### Halaman:
+++++

Ini merupakan salah satu
pertanyaan kegelisahan yang mengungkap kebobrokan masyarakat syiah yang penuh
dengan kemaksiatan bila dibandingkan dengan kenyataan para salaf dan ulama
ahlussunnah dan sebagian besar mereka yang dihiasi dengan ketakwaan, amanah dan
kebaikan. Pertanyaan ini dijawab dengan jawaban “aqidah Thinah”, yaitu bahwa
segala kemaksiatan yang diterjadi di kalangan syiah bersumber dari kaum sunni,
sebaliknya kebaikan dan amal saleh yang dilakukan kaum sunni adalah karena
tanah liat “milik kaum syiah”.
Seorang penanya lain bernama
Ishaq Al Qummi bertanya pada Abu ja’far: “Wahai Abu Ja’far, saya melihat
seorang mukmin yang sependapat denganku[13],
dan mengakui wilayah ahlul bait, dan saya tidak mempunyai masalah dengannya,
selalu minum khomer, berzina, melakukan homosex[14],
dan jika saya datang kepadanya untuk meminta bantuan maka saya dapati dia
murung mukanya, mencerminkan wajah kebencian dan ketidaksenangan, lagi
berlambat-lambat dalam membantu keperluanku, tapi sebaliknya, aku melihat
seorang nasibi[15]
yang berbeda pendapat denganku bahkan tahu jika aku berbeda mazhab dengannya,
jika aku mendatanginya untuk meminta bantuan, aku dapati wajahnya berseri-seri,
nampak dari wajahnya kegembiraan, dan bersemangat dalam membantuku, merasa
gembira dengan membantuku. Dia banyak melakukan sholat, puasa, sedekah dan
mengeluarkan zakat, serta jika diberi amanah maka dia menyampaikannya."[16]
Penanya barusan lebih banyak
keluhannya tentang buruknya perlakuan antara penganut syiah, sifat tidak amanat
yang ada pada mereka sedangkan dia melihat kaum sunni yang notabene adalah
musuhnya ternyata lebih baik akhlaknya dari kaum syiah yang notabene adalah
temannya sendiri, lebih senang membantu keperluannya dan lebih baik amal
ibadahnya.

+++++

### Tugas Anda:
1 - Dalam teks tentang aqidah Thinah, siapa nama penanya yang bertanya kepada Abu Ja'far?
2 - Sebutkan semua amal yang disebut dalam kalimat "Dia banyak melakukan sholat, puasa, sedekah dan mengeluarkan zakat, serta jika diberi amanah maka dia menyampaikannya." pada teks tentang aqidah Thinah.
3 - Lanjutkan teks tentang aqidah Thinah dari kalimat sesudah kalimat terakhirnya.

### Data Tercatat:
+++++

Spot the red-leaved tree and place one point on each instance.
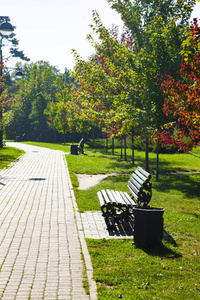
(183, 101)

+++++

### Jawaban Tugas:
1 - Ishaq Al Qummi

2 - Sholat, puasa, sedekah, mengeluarkan zakat, dan menyampaikan amanah.

3 -
Seseorang lagi mengeluh pada
Abu Abdillah Ja’far Assodiq tentang perasaan gelisah yang tidak diketahui
sebabnya: "Dari Abu Bashir dia berkata: 'Saya masuk menemui Abu
Abdillah bersama seseorang dari teman kami (syiah) lalu aku berkata: 'Wahai Abu
Abdillah, saya selalu merasa gelisah dan sedih tanpa kuketahui sebabnya…"[17]
Rupanya penyebab kegelisahan
ini adalah ajaran syiah yang tidak memiliki kejelasan dan penuh kontradiksi,
yang diyakini oleh syiah. Tetapi sang imam hanya menejelaskan semua itu dengan
aqidah thinah ini.
Pertanyaan di atas dan
lainnya masih banyak[18], mencerminkan betapa mereka
membangun aqidah mereka, muamalah mereka dan akhlak serta agama mereka. Akan
tetapi para imam mereka dan pemuka agama mereka berusaha mengelabui pertanyaan
dan keluhan-keluhan ini dengan berdalih pada satu aqidah yang mereka namakan
dengan thinah. Untuk itu marilah kita lihat jawaban para imam mereka.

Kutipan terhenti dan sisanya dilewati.